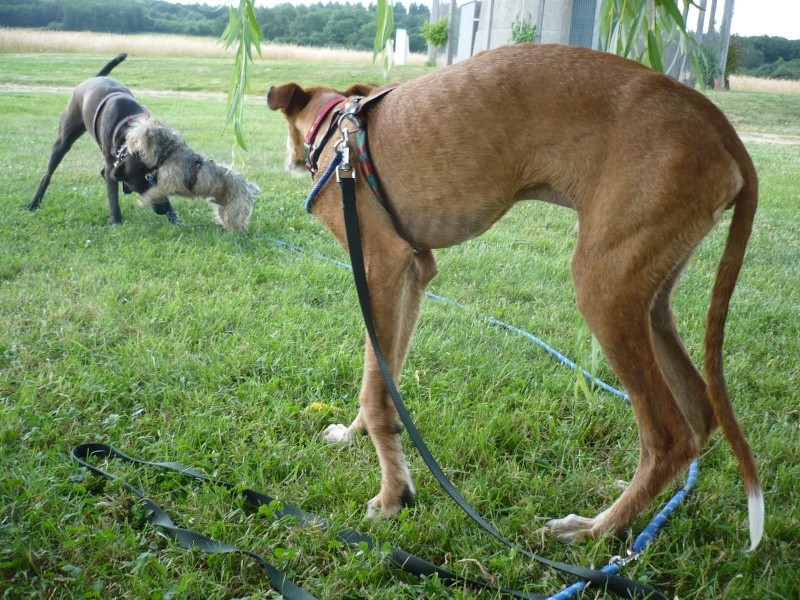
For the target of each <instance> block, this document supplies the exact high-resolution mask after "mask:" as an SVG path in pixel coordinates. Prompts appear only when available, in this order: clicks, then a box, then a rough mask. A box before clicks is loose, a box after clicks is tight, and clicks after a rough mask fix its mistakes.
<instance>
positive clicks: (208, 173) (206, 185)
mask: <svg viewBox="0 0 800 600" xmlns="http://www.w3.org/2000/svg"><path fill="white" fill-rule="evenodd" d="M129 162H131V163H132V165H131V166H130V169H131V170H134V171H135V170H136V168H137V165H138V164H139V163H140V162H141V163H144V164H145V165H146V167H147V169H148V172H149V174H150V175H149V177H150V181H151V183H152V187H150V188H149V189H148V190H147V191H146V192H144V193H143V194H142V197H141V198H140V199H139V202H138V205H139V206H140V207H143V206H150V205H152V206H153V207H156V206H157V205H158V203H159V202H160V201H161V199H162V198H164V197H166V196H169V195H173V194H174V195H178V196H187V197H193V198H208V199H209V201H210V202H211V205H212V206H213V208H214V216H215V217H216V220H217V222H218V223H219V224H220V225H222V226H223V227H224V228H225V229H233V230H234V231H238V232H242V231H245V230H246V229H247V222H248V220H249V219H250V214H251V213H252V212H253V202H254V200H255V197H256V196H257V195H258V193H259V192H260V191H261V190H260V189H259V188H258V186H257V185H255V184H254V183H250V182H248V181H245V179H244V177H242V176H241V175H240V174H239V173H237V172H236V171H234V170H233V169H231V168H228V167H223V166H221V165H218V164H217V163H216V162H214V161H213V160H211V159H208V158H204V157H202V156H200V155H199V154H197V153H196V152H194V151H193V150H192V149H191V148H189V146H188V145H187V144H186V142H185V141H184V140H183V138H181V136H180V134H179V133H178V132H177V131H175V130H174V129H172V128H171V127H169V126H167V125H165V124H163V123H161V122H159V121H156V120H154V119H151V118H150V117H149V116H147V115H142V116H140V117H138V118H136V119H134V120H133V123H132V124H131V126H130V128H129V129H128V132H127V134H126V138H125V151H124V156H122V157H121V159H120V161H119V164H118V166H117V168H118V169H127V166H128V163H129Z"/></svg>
+-------+
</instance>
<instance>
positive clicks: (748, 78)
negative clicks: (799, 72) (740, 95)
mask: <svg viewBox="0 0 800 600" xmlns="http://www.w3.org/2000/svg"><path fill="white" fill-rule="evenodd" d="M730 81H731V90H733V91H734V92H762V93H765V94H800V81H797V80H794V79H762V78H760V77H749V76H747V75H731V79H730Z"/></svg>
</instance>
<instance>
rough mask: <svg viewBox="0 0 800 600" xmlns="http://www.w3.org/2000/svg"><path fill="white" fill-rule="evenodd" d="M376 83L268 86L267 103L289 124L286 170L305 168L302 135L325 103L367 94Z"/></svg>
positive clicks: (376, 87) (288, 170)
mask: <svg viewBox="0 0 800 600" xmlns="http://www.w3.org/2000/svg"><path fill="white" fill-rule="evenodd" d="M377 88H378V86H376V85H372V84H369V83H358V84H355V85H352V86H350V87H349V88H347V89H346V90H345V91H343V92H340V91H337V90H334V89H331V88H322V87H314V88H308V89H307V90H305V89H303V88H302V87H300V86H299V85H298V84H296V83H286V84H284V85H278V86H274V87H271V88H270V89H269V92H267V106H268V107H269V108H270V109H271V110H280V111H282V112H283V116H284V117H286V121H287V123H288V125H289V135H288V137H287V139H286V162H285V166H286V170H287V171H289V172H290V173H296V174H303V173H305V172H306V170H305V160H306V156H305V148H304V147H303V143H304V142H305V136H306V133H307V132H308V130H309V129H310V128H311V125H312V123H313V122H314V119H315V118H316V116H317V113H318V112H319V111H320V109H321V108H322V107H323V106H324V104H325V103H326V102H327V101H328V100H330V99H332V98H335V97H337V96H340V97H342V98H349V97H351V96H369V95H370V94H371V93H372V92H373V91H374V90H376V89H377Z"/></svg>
+-------+
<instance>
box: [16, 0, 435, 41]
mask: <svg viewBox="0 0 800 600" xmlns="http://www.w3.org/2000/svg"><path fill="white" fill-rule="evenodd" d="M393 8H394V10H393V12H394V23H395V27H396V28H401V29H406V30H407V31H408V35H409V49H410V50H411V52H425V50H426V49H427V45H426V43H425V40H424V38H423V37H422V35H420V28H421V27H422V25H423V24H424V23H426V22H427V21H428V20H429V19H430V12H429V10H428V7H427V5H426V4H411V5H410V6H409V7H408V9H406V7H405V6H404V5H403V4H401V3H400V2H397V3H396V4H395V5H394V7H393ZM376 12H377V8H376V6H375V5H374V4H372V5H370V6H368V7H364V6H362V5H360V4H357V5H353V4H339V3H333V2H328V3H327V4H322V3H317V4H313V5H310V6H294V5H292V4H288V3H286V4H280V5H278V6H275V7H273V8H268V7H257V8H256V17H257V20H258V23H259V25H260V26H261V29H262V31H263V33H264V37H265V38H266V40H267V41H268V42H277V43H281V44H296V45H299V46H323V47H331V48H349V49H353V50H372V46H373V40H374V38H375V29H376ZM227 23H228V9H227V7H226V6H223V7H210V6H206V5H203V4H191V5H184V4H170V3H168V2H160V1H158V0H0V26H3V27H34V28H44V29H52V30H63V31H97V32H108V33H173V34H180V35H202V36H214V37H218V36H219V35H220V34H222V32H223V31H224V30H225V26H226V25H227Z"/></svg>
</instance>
+-------+
* [What you are asked to do]:
How many of the lines above contain the word "rough"? Give the number alone.

* [Written solution]:
2